**Auftrag 1**
Schreibe aus dem Forenthread über die Umfragen von collins den Abschnitt wörtlich ab, beginnend bei „Da in letzter“ und endend bei „geschlossen.“.
**Auftrag 2**
Beantworte anhand des Forenthreads über die Umfragen von collins die folgenden Fragen.
(a) An welchem Datum hat begoodtonite den ersten Beitrag verfasst?
(b) Zu welcher Person gab es laut collins eine Umfrage, die begoodtonite vergessen hat?
(c) Wer schreibt, alle Umfragen seien beknackt?
**Auftrag 3**
Führe den Forenthread über die Umfragen von collins nach seinem letzten gezeigten Teil weiter.

**Textausschnitt**

════════

# Welche Umfrage von Collins findet ihr am Beknacktesten?



## begoodtonite (13 Mai 2011)

Da in letzter Zeit doch eine Schwemme an mehr oder weniger sinnvollen Umfragen eines bestimmten Users auf uns einprasselt...welche hat uns am Wenigsten erfreut!?


----------



## collins (13 Mai 2011)

Hallo Goody,

Du hast leider die Umfrage zu Mirjam Weichselbraun vergessen.
Die fand ich am Schlechtesten,war einfach doof formuliert und wurde zurecht
geschlossen.
Ich übe noch-wie es scheint,immer noch nicht zu Deiner Zufriedenheit.
Würde mich freuen,wenn auch mal etwas für Dich dabei wäre.Aber immerhin
hat meine Flut an Umfragen dazu geführt,dass Du Deine eigene gestartet hast...auf das Ergebnis bin auch ich gespannt.
Ich grüsse Dich ganz herzlich,man liest sich


----------



## Max100 (13 Mai 2011)

collins schrieb:


> Hallo Goody,
> 
> Du hast leider die Umfrage zu Mirjam Weichselbraun vergessen.
> Die fand ich am Schlechtesten,war einfach doof formuliert und wurde zurecht
> ...




Also ich würde es GANZ lassen, ich finde sie alle beknacktunsure98


----------



## syd67 (13 Mai 2011)

════════

**Quelldaten**

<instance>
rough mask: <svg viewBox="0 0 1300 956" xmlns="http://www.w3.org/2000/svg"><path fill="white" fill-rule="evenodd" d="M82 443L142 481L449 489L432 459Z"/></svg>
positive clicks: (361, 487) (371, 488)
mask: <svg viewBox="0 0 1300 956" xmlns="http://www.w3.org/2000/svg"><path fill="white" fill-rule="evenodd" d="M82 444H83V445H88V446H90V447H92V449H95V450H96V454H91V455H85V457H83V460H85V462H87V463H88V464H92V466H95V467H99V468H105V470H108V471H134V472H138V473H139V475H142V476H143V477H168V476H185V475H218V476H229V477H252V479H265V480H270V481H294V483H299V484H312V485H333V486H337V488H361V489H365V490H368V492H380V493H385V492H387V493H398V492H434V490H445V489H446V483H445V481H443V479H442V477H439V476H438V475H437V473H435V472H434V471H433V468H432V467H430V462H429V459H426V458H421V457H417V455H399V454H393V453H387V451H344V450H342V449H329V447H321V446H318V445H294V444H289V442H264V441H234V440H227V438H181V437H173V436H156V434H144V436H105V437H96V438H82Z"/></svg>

════════

**Übungsergebnis 1**
Da in letzter Zeit doch eine Schwemme an mehr oder weniger sinnvollen Umfragen eines bestimmten Users auf uns einprasselt...welche hat uns am Wenigsten erfreut!?


----------



## collins (13 Mai 2011)

Hallo Goody,

Du hast leider die Umfrage zu Mirjam Weichselbraun vergessen.
Die fand ich am Schlechtesten,war einfach doof formuliert und wurde zurecht
geschlossen.

**Übungsergebnis 2**
(a) Am 13 Mai 2011.
(b) Zu Mirjam Weichselbraun.
(c) Max100.

**Übungsergebnis 3**
dumme umfragen oder nicht ?
was solls ist doch jedem selbst ueberlassen ob man es liesst 
leider hat collins noch keine umfrage gestartet die mich interessieren wuerde
aber bin ziemlich sicher das da noch was kommt


----------



## collins (14 Mai 2011)

syd67 schrieb:


> dumme umfragen oder nicht ?
> was solls ist doch jedem selbst ueberlassen ob man es liesst
> leider hat collins noch keine umfrage gestartet die mich interessieren wuerde
> aber bin ziemlich sicher das da noch was kommt



I do my very best 
Die Umfrage,welche Umfrage Dich interessiert,würde wahrscheinlich noch
schlechter ankommen...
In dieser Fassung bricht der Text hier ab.